_ARTIKELAUSSCHNITT_
▼▼▼
# taz.de -- Chinesischer Bürgerrechtler vor Gericht: Angeklagt wegen eines Gedichts
       
       > Die deutsche Kanzlerin wird am Donnerstag in Peking erwartet. Zuvor macht
       > Chinas Justiz wieder kurzen Prozess mit einem Bürgerrechtler.
       
 (IMG) Bild: Die Staatsgewalt reagierte sehr nervös auf die Jasmin-Proteste im vergangenen Jahr.
       
       PEKING dpa | Zwei Tage vor dem Besuch von Bundeskanzlerin Angela Merkel
       (CDU) in China ist am Dienstag erneut ein langjähriger chinesischer
       Bürgerrechtler vor Gericht gestellt worden. Die Anklage warf dem
       58-jährigen Zhu Yufu vor einem Volksgericht in der ostchinesischen Stadt
       Hangzhou, in der Provinz Zhejiang, "Anstiftung zur Untergrabung der
       Staatsgewalt" vor, wie sein Anwalt Li Dunyong der Nachrichtenagentur dpa in
       Peking berichtete.
▲▲▲
_GESTELLTE AUFGABE 1_
Wandle in den Datensätzen alles vom Anfang bis einschließlich der Zeile mit „top-left (88, 180), bottom-right (123, 225)“ in eine JSON-Liste von Zeichenketten um, mit einer Zeichenkette pro Zeile und ohne Leerzeilen. Lass die Bilder in deiner Antwort weg.
Die Datensätze haben mit dem Artikel nichts zu tun.

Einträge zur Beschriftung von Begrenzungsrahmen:
▼▼▼
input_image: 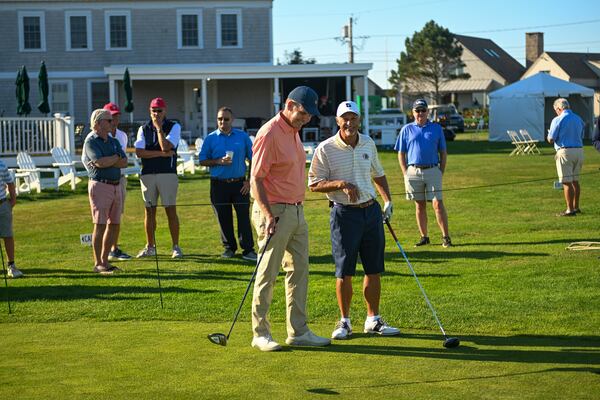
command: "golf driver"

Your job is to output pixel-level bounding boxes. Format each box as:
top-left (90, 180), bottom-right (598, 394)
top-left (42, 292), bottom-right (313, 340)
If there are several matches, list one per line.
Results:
top-left (208, 222), bottom-right (279, 346)
top-left (0, 244), bottom-right (12, 314)
top-left (150, 203), bottom-right (165, 310)
top-left (385, 218), bottom-right (460, 348)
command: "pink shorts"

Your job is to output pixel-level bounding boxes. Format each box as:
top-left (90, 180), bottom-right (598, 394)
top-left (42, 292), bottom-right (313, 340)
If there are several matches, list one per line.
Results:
top-left (88, 180), bottom-right (123, 225)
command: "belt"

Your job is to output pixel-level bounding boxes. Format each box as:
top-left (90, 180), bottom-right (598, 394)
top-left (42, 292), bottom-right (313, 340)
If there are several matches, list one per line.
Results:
top-left (408, 164), bottom-right (438, 169)
top-left (334, 199), bottom-right (375, 208)
top-left (92, 179), bottom-right (121, 186)
top-left (210, 176), bottom-right (246, 183)
top-left (274, 201), bottom-right (302, 206)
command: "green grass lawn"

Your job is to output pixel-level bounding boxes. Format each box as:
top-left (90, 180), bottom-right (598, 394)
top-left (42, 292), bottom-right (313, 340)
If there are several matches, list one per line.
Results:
top-left (0, 133), bottom-right (600, 399)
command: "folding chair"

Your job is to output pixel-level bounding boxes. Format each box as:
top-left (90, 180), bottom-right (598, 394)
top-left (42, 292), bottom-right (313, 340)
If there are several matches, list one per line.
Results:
top-left (519, 129), bottom-right (542, 154)
top-left (506, 129), bottom-right (525, 156)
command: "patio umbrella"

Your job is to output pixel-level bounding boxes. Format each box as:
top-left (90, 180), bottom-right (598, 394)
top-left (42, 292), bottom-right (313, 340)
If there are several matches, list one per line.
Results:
top-left (38, 61), bottom-right (50, 114)
top-left (15, 65), bottom-right (31, 115)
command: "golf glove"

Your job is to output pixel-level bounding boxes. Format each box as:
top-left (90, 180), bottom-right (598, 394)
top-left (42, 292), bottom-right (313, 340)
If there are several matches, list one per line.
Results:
top-left (383, 201), bottom-right (393, 222)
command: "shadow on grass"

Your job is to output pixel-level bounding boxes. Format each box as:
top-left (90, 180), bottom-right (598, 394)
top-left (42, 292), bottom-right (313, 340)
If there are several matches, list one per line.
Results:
top-left (294, 334), bottom-right (600, 395)
top-left (20, 264), bottom-right (253, 282)
top-left (306, 367), bottom-right (600, 395)
top-left (3, 277), bottom-right (215, 302)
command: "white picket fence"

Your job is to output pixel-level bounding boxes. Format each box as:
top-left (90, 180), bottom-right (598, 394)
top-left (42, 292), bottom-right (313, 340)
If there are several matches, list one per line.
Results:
top-left (0, 114), bottom-right (75, 157)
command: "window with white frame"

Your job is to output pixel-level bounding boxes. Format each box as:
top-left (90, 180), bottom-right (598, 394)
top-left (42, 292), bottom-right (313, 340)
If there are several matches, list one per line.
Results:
top-left (89, 81), bottom-right (110, 114)
top-left (104, 10), bottom-right (131, 50)
top-left (18, 11), bottom-right (46, 51)
top-left (177, 9), bottom-right (203, 49)
top-left (65, 11), bottom-right (92, 50)
top-left (48, 81), bottom-right (73, 116)
top-left (217, 9), bottom-right (242, 48)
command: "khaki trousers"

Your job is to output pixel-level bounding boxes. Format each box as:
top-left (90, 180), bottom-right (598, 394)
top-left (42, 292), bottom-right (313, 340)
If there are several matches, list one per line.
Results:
top-left (252, 202), bottom-right (308, 336)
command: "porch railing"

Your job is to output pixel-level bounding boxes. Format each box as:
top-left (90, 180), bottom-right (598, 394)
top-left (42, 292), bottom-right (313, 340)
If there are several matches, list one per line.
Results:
top-left (0, 114), bottom-right (75, 156)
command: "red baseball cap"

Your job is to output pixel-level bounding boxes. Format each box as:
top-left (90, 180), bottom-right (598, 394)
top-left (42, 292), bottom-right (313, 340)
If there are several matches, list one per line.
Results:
top-left (150, 97), bottom-right (167, 108)
top-left (102, 103), bottom-right (121, 115)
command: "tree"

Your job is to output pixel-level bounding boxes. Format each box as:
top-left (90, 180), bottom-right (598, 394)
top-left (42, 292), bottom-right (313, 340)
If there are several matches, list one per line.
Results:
top-left (283, 49), bottom-right (317, 64)
top-left (389, 20), bottom-right (471, 103)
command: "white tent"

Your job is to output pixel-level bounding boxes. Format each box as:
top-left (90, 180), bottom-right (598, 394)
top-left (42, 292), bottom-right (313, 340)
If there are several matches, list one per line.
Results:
top-left (489, 72), bottom-right (594, 142)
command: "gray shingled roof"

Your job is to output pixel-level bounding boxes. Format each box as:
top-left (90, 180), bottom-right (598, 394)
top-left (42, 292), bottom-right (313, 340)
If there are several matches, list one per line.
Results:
top-left (454, 34), bottom-right (525, 83)
top-left (546, 51), bottom-right (600, 79)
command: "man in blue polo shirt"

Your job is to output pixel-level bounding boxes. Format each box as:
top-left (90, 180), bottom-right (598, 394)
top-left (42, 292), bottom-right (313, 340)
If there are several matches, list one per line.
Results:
top-left (394, 99), bottom-right (452, 247)
top-left (82, 109), bottom-right (127, 275)
top-left (199, 107), bottom-right (256, 261)
top-left (548, 98), bottom-right (585, 217)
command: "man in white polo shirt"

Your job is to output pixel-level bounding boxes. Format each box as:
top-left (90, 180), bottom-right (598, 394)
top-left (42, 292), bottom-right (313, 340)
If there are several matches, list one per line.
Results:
top-left (308, 101), bottom-right (400, 339)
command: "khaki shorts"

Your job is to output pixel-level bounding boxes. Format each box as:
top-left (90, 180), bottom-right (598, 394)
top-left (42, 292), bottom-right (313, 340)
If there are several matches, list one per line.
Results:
top-left (119, 176), bottom-right (127, 214)
top-left (0, 200), bottom-right (13, 237)
top-left (88, 180), bottom-right (122, 225)
top-left (554, 147), bottom-right (583, 183)
top-left (140, 174), bottom-right (179, 207)
top-left (404, 166), bottom-right (442, 201)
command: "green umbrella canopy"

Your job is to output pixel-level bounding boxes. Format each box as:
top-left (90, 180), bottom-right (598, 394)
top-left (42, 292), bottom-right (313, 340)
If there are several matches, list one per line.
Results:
top-left (123, 68), bottom-right (134, 113)
top-left (38, 61), bottom-right (50, 114)
top-left (15, 65), bottom-right (31, 115)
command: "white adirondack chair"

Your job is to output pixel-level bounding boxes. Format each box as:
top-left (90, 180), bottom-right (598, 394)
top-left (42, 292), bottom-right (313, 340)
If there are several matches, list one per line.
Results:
top-left (177, 139), bottom-right (196, 175)
top-left (50, 147), bottom-right (87, 190)
top-left (17, 151), bottom-right (60, 193)
top-left (121, 153), bottom-right (142, 177)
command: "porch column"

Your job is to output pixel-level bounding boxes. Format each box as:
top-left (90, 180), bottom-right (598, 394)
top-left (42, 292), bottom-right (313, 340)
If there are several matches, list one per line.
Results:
top-left (363, 75), bottom-right (369, 135)
top-left (346, 75), bottom-right (352, 100)
top-left (202, 78), bottom-right (208, 138)
top-left (273, 78), bottom-right (281, 115)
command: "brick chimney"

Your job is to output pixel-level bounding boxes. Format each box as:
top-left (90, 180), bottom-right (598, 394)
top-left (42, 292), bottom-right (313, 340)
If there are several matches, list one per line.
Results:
top-left (525, 32), bottom-right (544, 68)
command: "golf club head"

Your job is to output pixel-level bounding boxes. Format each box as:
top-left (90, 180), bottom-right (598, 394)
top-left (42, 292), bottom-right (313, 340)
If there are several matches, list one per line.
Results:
top-left (207, 333), bottom-right (227, 346)
top-left (444, 338), bottom-right (460, 349)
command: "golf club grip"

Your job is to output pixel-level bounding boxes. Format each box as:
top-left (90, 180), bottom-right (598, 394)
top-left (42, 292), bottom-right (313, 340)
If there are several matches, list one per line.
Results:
top-left (385, 218), bottom-right (398, 242)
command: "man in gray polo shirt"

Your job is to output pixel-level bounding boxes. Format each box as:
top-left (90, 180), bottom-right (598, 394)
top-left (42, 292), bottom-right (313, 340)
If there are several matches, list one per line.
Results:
top-left (83, 109), bottom-right (127, 275)
top-left (308, 101), bottom-right (400, 339)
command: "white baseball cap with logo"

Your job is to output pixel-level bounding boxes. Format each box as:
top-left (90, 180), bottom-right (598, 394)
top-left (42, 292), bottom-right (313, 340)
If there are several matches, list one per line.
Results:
top-left (335, 100), bottom-right (360, 117)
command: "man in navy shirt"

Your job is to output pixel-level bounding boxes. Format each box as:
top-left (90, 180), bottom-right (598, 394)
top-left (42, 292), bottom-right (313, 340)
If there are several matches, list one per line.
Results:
top-left (394, 99), bottom-right (452, 247)
top-left (548, 98), bottom-right (585, 217)
top-left (199, 107), bottom-right (256, 261)
top-left (83, 109), bottom-right (127, 275)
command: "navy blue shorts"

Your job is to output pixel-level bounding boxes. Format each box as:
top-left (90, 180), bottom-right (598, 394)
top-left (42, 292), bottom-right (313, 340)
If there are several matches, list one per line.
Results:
top-left (329, 202), bottom-right (385, 278)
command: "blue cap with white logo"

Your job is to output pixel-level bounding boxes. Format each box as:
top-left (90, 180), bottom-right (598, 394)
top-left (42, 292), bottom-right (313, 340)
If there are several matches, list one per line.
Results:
top-left (335, 100), bottom-right (360, 117)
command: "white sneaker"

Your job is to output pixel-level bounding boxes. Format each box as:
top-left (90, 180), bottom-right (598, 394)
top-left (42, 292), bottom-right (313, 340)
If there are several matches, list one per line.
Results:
top-left (7, 264), bottom-right (23, 279)
top-left (252, 335), bottom-right (281, 351)
top-left (171, 245), bottom-right (183, 258)
top-left (331, 321), bottom-right (352, 340)
top-left (365, 318), bottom-right (400, 336)
top-left (285, 331), bottom-right (331, 346)
top-left (136, 245), bottom-right (156, 258)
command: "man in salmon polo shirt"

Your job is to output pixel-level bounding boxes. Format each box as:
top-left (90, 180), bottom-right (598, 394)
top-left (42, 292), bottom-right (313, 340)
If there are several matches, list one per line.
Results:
top-left (250, 86), bottom-right (331, 351)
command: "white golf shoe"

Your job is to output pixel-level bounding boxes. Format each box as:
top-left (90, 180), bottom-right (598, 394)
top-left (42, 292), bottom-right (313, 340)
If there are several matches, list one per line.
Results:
top-left (365, 318), bottom-right (400, 336)
top-left (252, 335), bottom-right (281, 351)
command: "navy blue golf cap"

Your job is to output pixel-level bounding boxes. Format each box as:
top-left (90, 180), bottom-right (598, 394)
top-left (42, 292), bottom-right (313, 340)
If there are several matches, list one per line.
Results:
top-left (288, 86), bottom-right (321, 116)
top-left (413, 99), bottom-right (427, 110)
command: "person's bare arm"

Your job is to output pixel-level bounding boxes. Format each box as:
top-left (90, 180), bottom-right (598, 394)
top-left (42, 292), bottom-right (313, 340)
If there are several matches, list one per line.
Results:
top-left (398, 151), bottom-right (408, 175)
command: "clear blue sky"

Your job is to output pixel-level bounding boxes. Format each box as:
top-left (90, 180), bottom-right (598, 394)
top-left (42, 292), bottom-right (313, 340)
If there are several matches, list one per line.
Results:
top-left (273, 0), bottom-right (600, 88)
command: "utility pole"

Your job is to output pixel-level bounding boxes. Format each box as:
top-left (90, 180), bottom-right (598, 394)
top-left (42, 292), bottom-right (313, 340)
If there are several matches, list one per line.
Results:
top-left (342, 17), bottom-right (354, 64)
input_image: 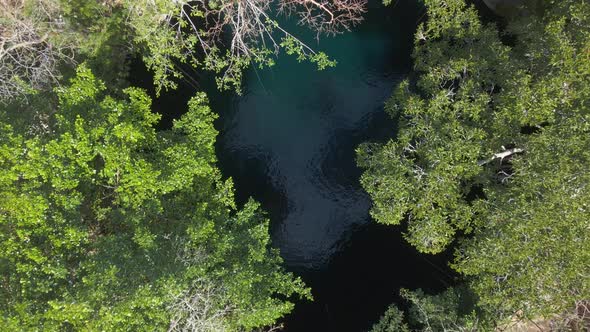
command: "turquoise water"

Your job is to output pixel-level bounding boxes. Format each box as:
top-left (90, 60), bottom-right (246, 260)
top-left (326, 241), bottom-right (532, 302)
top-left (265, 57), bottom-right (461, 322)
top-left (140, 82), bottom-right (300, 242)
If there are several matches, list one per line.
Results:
top-left (218, 0), bottom-right (415, 269)
top-left (133, 0), bottom-right (453, 332)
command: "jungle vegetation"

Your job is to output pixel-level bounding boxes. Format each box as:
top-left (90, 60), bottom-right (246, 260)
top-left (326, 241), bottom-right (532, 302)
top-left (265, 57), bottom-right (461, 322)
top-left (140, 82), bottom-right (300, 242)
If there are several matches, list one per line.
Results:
top-left (0, 0), bottom-right (590, 331)
top-left (357, 0), bottom-right (590, 331)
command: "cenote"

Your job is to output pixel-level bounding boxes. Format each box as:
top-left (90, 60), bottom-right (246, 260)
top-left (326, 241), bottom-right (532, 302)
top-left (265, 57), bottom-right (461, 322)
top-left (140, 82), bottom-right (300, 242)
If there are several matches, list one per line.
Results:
top-left (132, 0), bottom-right (454, 331)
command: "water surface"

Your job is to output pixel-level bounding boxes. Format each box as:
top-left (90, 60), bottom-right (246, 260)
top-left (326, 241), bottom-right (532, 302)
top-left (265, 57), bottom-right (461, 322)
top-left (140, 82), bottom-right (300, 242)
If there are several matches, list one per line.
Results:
top-left (132, 0), bottom-right (453, 332)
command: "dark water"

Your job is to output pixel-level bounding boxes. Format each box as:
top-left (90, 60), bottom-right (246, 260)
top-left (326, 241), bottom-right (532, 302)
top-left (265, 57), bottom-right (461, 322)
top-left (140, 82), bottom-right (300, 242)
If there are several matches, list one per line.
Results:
top-left (132, 0), bottom-right (453, 332)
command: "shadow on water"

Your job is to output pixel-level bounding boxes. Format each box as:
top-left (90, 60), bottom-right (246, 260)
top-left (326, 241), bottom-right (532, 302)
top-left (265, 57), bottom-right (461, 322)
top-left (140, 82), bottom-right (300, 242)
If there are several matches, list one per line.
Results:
top-left (132, 0), bottom-right (453, 331)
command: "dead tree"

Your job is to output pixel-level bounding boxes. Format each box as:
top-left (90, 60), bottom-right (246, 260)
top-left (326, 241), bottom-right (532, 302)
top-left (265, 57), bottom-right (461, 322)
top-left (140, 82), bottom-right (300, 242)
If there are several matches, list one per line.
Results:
top-left (0, 0), bottom-right (74, 101)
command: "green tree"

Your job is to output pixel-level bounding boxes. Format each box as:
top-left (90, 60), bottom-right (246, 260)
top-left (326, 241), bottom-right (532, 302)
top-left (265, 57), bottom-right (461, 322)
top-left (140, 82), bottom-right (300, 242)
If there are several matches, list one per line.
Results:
top-left (358, 0), bottom-right (590, 320)
top-left (0, 66), bottom-right (310, 331)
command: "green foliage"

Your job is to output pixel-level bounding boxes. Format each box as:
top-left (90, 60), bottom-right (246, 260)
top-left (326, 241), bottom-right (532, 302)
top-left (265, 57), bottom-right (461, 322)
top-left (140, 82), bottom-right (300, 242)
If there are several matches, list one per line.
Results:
top-left (358, 0), bottom-right (590, 320)
top-left (371, 305), bottom-right (410, 332)
top-left (372, 287), bottom-right (484, 332)
top-left (0, 67), bottom-right (310, 331)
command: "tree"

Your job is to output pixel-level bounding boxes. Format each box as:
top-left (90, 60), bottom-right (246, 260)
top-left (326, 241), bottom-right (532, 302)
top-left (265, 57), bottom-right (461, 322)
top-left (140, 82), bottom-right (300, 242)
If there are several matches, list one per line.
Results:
top-left (124, 0), bottom-right (366, 91)
top-left (358, 0), bottom-right (590, 321)
top-left (371, 287), bottom-right (484, 332)
top-left (0, 66), bottom-right (310, 331)
top-left (0, 0), bottom-right (74, 101)
top-left (0, 0), bottom-right (366, 101)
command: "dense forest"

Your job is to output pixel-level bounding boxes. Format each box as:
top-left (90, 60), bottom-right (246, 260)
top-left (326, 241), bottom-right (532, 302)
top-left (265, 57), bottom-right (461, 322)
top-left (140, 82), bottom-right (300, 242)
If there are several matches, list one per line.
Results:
top-left (0, 0), bottom-right (590, 332)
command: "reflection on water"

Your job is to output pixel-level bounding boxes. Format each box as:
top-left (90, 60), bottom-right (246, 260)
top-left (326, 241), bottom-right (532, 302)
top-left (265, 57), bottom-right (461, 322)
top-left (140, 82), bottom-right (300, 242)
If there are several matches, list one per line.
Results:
top-left (219, 1), bottom-right (408, 269)
top-left (209, 0), bottom-right (452, 332)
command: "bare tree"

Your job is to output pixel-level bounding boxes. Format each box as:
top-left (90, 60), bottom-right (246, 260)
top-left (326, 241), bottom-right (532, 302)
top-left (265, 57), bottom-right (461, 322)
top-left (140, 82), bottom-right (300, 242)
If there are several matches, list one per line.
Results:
top-left (0, 0), bottom-right (74, 101)
top-left (168, 280), bottom-right (232, 332)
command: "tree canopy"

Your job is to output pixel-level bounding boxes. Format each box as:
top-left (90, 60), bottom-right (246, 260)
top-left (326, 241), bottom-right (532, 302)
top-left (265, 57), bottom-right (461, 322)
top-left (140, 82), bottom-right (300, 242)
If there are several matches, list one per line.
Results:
top-left (358, 0), bottom-right (590, 321)
top-left (0, 66), bottom-right (310, 331)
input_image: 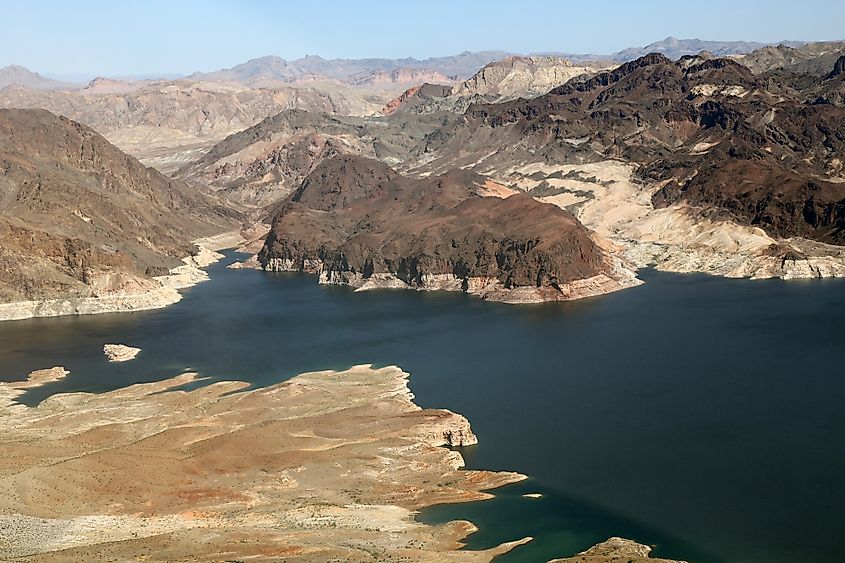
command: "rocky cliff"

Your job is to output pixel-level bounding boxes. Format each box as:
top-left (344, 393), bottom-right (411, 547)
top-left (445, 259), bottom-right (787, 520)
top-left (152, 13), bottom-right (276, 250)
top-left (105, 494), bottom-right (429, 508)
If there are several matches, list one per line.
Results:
top-left (259, 156), bottom-right (637, 302)
top-left (0, 110), bottom-right (239, 310)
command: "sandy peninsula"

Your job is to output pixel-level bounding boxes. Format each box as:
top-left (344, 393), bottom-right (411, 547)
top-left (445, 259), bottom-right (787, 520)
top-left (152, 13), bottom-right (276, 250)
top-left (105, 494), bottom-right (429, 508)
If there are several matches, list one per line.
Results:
top-left (0, 365), bottom-right (684, 562)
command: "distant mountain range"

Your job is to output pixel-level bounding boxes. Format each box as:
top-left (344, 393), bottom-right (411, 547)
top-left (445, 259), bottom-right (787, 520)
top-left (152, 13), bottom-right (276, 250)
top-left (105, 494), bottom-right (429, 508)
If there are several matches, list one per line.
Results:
top-left (0, 65), bottom-right (78, 90)
top-left (0, 37), bottom-right (816, 90)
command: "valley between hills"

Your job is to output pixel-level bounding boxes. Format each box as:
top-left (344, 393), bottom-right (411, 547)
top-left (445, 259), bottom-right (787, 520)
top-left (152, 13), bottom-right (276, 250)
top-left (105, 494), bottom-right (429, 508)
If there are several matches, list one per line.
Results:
top-left (0, 38), bottom-right (845, 563)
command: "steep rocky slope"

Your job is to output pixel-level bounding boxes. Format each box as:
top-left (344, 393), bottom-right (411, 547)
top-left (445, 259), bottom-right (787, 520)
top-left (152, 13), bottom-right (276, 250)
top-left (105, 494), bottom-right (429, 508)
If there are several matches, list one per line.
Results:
top-left (189, 51), bottom-right (508, 83)
top-left (178, 110), bottom-right (457, 209)
top-left (413, 54), bottom-right (845, 277)
top-left (0, 110), bottom-right (238, 310)
top-left (0, 79), bottom-right (394, 172)
top-left (382, 56), bottom-right (612, 115)
top-left (258, 156), bottom-right (638, 302)
top-left (0, 65), bottom-right (79, 90)
top-left (737, 41), bottom-right (845, 74)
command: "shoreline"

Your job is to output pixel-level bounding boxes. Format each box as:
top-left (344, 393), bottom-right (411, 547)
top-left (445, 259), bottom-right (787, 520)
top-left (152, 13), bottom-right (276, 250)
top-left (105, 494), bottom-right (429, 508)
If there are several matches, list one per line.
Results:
top-left (0, 365), bottom-right (531, 563)
top-left (0, 231), bottom-right (244, 322)
top-left (258, 256), bottom-right (643, 305)
top-left (0, 364), bottom-right (684, 563)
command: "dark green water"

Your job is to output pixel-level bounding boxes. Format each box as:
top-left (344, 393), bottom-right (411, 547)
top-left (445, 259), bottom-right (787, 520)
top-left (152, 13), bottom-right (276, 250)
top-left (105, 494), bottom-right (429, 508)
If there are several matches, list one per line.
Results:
top-left (0, 256), bottom-right (845, 563)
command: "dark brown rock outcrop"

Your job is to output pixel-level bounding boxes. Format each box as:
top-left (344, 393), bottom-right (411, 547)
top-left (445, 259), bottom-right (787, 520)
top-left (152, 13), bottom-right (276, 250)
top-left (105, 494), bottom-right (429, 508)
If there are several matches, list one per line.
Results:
top-left (0, 110), bottom-right (238, 302)
top-left (259, 156), bottom-right (630, 300)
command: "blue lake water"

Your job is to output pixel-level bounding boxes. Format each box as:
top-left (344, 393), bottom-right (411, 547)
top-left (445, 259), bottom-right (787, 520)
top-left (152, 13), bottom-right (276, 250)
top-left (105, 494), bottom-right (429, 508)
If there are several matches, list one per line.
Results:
top-left (0, 253), bottom-right (845, 563)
▲▲▲
_GESTELLTE AUFGABE 2_
Nenne alle Personen, die im Artikel mit Namen genannt werden.

_AUSGEARBEITETE LÖSUNG 1_
[
  "input_image: ",
  "command: \"golf driver\"",
  "Your job is to output pixel-level bounding boxes. Format each box as:",
  "top-left (90, 180), bottom-right (598, 394)",
  "top-left (42, 292), bottom-right (313, 340)",
  "If there are several matches, list one per line.",
  "Results:",
  "top-left (208, 222), bottom-right (279, 346)",
  "top-left (0, 244), bottom-right (12, 314)",
  "top-left (150, 203), bottom-right (165, 310)",
  "top-left (385, 218), bottom-right (460, 348)",
  "command: \"pink shorts\"",
  "Your job is to output pixel-level bounding boxes. Format each box as:",
  "top-left (90, 180), bottom-right (598, 394)",
  "top-left (42, 292), bottom-right (313, 340)",
  "If there are several matches, list one per line.",
  "Results:",
  "top-left (88, 180), bottom-right (123, 225)"
]

_AUSGEARBEITETE LÖSUNG 2_
Angela Merkel, Zhu Yufu, Li Dunyong